◆ **What to do**
From the items below, output verbatim everything from the line containing "detect the ant" down to the line containing "51, 252, 69]]", with both of those lines included.

◆ **Given information**
※ ※ ※
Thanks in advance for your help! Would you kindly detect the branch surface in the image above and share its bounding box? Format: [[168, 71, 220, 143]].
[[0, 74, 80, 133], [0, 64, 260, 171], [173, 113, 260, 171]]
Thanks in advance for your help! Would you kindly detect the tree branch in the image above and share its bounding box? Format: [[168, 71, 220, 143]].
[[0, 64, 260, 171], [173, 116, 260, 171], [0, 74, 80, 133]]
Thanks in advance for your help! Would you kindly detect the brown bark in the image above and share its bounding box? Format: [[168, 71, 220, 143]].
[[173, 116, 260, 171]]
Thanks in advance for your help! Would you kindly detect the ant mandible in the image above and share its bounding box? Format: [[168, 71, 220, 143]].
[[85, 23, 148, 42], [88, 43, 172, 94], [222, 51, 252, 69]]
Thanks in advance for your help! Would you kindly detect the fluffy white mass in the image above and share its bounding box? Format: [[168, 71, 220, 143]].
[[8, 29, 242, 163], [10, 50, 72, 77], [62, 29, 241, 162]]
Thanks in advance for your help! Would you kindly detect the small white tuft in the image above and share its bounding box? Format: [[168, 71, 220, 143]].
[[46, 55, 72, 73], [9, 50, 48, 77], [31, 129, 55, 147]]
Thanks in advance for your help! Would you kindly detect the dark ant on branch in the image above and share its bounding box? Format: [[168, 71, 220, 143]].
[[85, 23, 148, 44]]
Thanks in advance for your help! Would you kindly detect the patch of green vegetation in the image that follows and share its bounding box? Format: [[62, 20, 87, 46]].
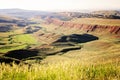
[[0, 44, 28, 53], [12, 34, 37, 44]]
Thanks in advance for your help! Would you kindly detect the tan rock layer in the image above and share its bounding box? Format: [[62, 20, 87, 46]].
[[46, 18, 120, 35]]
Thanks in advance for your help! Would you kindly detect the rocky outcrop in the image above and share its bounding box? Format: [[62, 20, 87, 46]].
[[47, 18, 120, 35]]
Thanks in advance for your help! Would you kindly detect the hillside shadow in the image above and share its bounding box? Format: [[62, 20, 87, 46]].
[[54, 34, 99, 43]]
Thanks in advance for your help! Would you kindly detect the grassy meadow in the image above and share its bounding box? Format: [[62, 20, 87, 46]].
[[0, 60, 120, 80], [0, 18, 120, 80], [0, 32, 37, 53]]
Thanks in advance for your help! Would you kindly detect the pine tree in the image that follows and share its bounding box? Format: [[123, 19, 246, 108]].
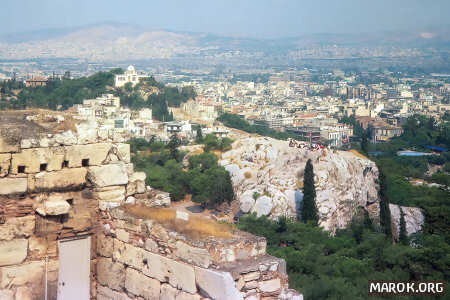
[[361, 132, 369, 154], [398, 207, 409, 245], [196, 126, 203, 143], [301, 159, 319, 225], [167, 133, 181, 160], [378, 169, 392, 238]]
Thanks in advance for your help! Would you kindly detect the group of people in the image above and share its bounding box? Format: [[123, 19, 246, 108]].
[[288, 138, 324, 150]]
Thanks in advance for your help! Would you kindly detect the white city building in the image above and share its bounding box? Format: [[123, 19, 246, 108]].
[[114, 66, 148, 87]]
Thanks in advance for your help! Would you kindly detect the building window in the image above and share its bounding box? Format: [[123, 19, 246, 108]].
[[61, 160, 69, 169]]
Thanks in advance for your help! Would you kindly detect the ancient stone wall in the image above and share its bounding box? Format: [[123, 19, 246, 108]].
[[97, 207, 302, 300], [0, 124, 146, 300], [0, 114, 302, 300]]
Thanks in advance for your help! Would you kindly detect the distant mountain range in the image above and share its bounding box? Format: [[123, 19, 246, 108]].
[[0, 22, 450, 61]]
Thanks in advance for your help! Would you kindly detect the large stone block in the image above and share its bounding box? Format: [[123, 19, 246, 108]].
[[34, 168, 87, 191], [258, 278, 281, 293], [173, 241, 211, 268], [0, 261, 44, 289], [0, 153, 11, 177], [113, 239, 143, 270], [0, 177, 28, 195], [92, 186, 125, 202], [0, 136, 20, 153], [0, 216, 36, 240], [0, 239, 28, 266], [16, 286, 33, 300], [159, 283, 201, 300], [195, 267, 243, 300], [11, 147, 64, 174], [65, 143, 112, 168], [97, 257, 125, 291], [97, 285, 132, 300], [54, 130, 78, 146], [87, 163, 128, 187], [36, 200, 70, 216], [97, 234, 114, 257], [125, 268, 161, 300], [0, 289, 14, 300], [0, 239, 28, 266], [142, 250, 197, 294], [117, 144, 131, 163]]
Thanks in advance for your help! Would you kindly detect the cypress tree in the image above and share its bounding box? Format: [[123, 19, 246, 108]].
[[379, 169, 392, 238], [196, 126, 203, 143], [301, 159, 319, 225], [398, 207, 409, 245], [361, 132, 369, 155]]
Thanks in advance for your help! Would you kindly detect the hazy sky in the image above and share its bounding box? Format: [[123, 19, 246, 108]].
[[0, 0, 450, 37]]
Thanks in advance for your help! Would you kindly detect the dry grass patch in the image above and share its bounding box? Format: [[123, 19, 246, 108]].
[[123, 204, 233, 239]]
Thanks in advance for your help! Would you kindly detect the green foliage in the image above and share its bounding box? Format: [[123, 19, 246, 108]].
[[129, 142, 234, 207], [188, 152, 234, 206], [202, 133, 233, 152], [378, 168, 392, 237], [4, 69, 122, 110], [127, 138, 164, 153], [301, 159, 319, 225], [238, 214, 450, 300], [167, 134, 181, 160], [361, 133, 369, 155], [398, 208, 409, 245], [217, 113, 302, 140], [195, 126, 203, 143], [339, 115, 367, 138]]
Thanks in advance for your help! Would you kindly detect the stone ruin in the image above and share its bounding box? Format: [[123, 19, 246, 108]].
[[0, 112, 303, 300]]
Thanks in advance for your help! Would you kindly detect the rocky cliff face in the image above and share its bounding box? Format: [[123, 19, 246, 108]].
[[220, 137, 379, 233]]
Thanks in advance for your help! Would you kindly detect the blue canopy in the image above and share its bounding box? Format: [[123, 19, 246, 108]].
[[425, 145, 448, 152]]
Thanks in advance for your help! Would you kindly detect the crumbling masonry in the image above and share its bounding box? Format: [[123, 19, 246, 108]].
[[0, 112, 302, 300]]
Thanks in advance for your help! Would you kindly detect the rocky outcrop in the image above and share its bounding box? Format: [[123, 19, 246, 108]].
[[220, 137, 379, 232], [389, 204, 425, 239]]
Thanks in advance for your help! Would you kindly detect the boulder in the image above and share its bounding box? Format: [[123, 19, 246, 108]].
[[252, 196, 273, 217], [219, 136, 379, 234], [87, 163, 128, 187]]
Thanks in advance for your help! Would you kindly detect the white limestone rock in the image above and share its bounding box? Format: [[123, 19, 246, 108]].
[[219, 137, 379, 233]]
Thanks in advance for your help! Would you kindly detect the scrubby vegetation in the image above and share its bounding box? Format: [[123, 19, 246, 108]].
[[238, 116, 450, 299], [238, 215, 450, 300], [0, 69, 197, 121], [217, 113, 301, 140]]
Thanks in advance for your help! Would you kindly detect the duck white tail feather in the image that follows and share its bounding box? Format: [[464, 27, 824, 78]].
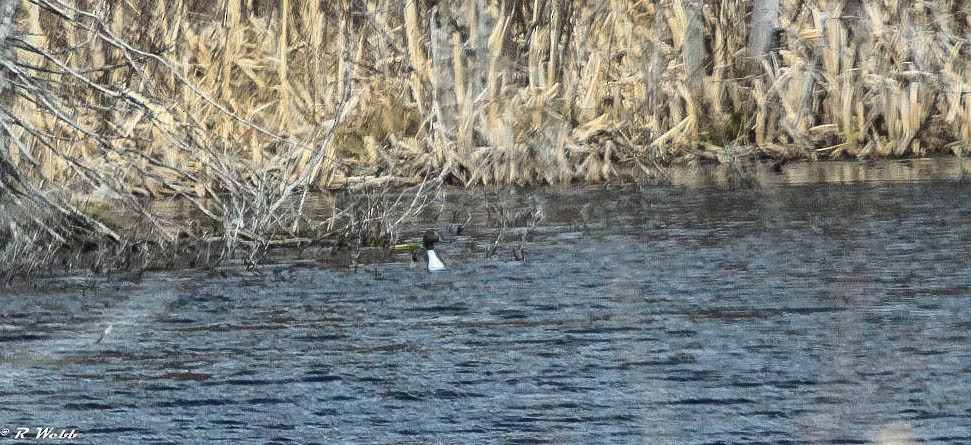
[[426, 250, 445, 272]]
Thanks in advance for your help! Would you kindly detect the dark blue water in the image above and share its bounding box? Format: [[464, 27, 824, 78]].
[[0, 182, 971, 444]]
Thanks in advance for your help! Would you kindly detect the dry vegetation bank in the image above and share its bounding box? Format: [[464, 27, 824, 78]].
[[0, 0, 971, 278]]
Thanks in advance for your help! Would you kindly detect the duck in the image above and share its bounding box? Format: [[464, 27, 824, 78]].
[[421, 230, 445, 272], [394, 229, 447, 272]]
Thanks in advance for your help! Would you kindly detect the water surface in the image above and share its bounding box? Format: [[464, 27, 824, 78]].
[[0, 169, 971, 444]]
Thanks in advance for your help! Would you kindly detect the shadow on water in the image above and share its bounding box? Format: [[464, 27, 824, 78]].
[[0, 159, 971, 443]]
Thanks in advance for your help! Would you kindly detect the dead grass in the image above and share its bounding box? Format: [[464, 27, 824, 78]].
[[0, 0, 971, 274]]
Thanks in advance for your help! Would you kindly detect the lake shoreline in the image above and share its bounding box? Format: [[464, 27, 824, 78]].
[[0, 157, 971, 285]]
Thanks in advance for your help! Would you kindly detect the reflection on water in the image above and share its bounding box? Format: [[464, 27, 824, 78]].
[[0, 168, 971, 443]]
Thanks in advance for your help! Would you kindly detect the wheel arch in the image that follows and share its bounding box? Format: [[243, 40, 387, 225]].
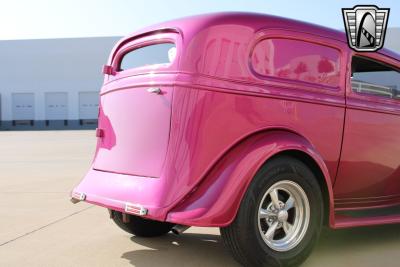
[[167, 129, 334, 227], [265, 150, 330, 226]]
※ ※ ※
◆ **Written answer**
Thanks in advance for your help! Would you kindly detect the ant mandible in the image above and share its bounding box? Format: [[168, 71, 220, 143]].
[[85, 23, 148, 42], [88, 43, 172, 94], [222, 51, 252, 69]]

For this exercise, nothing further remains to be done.